*REQUIRED WORK*.
According to the text on Heidecker's music career, which publication named Urinal St. Station the best album of 2013?

*SELECTED TEXT*.
▬▬▬▬▬▬▬▬▬▬
Heidecker played in various indie rock bands in Philadelphia. In 2008, he made an appearance in the Ben Folds and Regina Spektor music video, "You Don't Know Me".

Davin Wood composed the music for Awesome Show, but Heidecker would sometimes sing and write lyrics. Williams Street Records released both Awesome Record, Great Songs! and Uncle Muscles Presents Casey and His Brother in 2008, featuring music from the first two seasons. Wood previously composed the music for Tom Goes to the Mayor, and he and Heidecker form the duo Heidecker & Wood. Inspired by 1970s soft rock, they released their first album, Starting from Nowhere, on March 15, 2011. The duo released a second album in the same style on November 12, 2013, Some Things Never Stay the Same. They cite the influence of Randy Newman, Warren Zevon, Harry Nilsson, and Boz Scaggs.

In 2012, Heidecker contributed a parody campaign jingle for Herman Cain's presidential bid titled "Cain Train". This was the first of nine songs which would eventually become a full album, titled Cainthology: Songs in the Key of Cain. Proceeds from the album's benefited the Violence Intervention Program. The number nine was chosen as the number of songs, and $9.99 the original price, in reference to Herman Cain's 9–9–9 financial plan.

Before the release of Bob Dylan's album Tempest in September 2012, Heidecker released a Dylan pastiche called "Titanic", spoofing the news that the album would feature a 14-minute track about the RMS Titanic. In 2013, he released two more Dylan parodies, "Running Out the Clock", inspired by Dylan's 1983 album Infidels, and "Long Black Dress", a song in the actual style of Dylan's album Tempest. He also collaborated with the indie band The Earth is a Man on a cover of Dylan's "All the Tired Horses."

In 2013, Heidecker released the album Urinal St. Station under the Drag City label with his band, The Yellow River Boys. The lead single, "Hot Piss", was released in June 2013. Vice Magazine named Urinal St. Station as the best album of 2013.
▬▬▬▬▬▬▬▬▬▬
*DATA PROVIDED*.
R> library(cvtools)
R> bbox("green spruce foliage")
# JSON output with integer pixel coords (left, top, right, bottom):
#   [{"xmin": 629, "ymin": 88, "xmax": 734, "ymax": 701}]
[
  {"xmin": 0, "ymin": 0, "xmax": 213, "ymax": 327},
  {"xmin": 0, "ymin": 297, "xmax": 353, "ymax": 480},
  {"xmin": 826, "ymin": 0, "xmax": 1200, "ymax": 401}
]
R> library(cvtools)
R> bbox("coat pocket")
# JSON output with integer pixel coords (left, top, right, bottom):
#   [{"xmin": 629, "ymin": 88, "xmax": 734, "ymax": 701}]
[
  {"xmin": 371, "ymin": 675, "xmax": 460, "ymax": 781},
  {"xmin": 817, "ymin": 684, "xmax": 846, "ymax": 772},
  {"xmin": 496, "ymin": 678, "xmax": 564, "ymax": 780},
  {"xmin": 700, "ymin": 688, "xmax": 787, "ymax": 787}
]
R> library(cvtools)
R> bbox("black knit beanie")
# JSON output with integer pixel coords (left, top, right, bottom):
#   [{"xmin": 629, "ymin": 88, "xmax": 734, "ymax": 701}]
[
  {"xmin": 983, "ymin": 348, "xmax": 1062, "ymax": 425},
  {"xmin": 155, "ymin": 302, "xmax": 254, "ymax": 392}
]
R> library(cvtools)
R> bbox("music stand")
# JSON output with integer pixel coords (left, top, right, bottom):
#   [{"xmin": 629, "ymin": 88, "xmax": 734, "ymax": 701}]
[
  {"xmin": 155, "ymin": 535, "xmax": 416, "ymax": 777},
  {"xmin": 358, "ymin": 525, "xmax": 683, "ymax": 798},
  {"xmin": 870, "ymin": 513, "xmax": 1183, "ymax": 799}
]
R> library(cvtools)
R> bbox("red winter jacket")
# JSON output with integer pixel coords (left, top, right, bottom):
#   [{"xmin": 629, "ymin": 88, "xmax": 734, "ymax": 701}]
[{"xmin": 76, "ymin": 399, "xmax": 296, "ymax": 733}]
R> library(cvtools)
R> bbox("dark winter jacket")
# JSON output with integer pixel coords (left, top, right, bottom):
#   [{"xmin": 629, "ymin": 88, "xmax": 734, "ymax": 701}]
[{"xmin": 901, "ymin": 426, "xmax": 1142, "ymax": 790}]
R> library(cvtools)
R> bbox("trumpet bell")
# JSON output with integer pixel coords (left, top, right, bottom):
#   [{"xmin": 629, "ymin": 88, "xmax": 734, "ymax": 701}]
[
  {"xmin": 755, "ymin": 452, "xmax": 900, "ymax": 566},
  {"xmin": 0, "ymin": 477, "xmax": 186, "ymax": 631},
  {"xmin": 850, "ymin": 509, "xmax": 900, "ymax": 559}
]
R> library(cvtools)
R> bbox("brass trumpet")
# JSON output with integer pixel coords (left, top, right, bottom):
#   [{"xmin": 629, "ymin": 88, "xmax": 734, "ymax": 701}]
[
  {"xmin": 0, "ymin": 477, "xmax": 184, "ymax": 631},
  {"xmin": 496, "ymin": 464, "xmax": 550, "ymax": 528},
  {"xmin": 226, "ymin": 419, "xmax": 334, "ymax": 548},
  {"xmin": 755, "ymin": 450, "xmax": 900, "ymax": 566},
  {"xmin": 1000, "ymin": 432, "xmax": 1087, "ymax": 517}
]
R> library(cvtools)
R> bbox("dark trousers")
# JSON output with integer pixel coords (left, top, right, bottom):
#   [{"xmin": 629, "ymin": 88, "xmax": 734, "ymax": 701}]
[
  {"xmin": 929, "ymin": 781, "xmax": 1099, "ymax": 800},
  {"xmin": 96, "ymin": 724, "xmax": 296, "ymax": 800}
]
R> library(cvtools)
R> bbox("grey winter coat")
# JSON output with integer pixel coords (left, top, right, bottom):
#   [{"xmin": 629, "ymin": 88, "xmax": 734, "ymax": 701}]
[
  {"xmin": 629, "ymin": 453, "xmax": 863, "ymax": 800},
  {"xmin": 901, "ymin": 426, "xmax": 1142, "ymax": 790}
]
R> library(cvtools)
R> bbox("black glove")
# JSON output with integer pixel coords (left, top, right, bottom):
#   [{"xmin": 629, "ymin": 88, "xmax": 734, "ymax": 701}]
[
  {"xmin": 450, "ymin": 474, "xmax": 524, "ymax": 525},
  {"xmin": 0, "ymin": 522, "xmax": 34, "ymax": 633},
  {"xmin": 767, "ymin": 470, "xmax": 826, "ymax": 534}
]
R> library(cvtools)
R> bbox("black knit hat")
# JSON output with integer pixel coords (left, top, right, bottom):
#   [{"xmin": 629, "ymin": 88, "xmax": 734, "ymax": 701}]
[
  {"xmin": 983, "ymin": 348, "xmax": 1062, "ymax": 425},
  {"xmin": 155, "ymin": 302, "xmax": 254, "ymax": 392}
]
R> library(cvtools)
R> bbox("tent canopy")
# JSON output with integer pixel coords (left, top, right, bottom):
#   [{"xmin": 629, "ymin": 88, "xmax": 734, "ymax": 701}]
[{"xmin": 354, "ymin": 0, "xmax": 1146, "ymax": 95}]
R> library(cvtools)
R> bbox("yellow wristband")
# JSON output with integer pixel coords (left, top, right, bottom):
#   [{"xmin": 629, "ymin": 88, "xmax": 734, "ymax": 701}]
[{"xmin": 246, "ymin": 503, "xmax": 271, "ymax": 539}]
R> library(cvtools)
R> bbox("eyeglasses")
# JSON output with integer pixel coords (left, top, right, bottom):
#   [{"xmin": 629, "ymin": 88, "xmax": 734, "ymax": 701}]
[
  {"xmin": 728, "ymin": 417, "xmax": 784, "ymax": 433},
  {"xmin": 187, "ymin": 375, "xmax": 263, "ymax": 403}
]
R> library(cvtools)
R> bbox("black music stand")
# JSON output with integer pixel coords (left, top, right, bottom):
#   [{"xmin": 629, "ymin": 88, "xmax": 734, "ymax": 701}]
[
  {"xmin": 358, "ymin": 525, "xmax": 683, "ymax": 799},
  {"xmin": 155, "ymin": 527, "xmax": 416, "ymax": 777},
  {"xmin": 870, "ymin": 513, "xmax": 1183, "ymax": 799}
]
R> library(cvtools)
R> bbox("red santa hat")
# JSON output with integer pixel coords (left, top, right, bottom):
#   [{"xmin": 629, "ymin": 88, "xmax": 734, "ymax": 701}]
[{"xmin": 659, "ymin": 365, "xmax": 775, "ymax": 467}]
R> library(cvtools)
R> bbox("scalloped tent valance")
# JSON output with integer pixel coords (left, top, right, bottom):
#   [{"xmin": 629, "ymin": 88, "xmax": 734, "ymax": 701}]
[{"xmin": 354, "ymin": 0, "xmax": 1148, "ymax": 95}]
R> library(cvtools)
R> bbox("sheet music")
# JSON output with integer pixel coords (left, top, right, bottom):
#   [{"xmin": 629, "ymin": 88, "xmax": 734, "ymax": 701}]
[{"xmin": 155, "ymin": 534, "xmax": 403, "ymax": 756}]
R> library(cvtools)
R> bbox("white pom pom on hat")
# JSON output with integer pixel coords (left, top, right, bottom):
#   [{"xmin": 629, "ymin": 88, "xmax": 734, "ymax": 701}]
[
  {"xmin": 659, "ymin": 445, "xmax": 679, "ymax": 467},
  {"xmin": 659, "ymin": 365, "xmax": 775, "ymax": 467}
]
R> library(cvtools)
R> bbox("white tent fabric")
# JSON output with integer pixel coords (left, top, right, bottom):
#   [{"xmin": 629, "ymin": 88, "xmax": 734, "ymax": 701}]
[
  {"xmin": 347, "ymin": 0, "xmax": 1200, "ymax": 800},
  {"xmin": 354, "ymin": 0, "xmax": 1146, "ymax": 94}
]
▬▬▬▬▬▬▬▬▬▬
*EXERCISE OUTPUT*.
Vice Magazine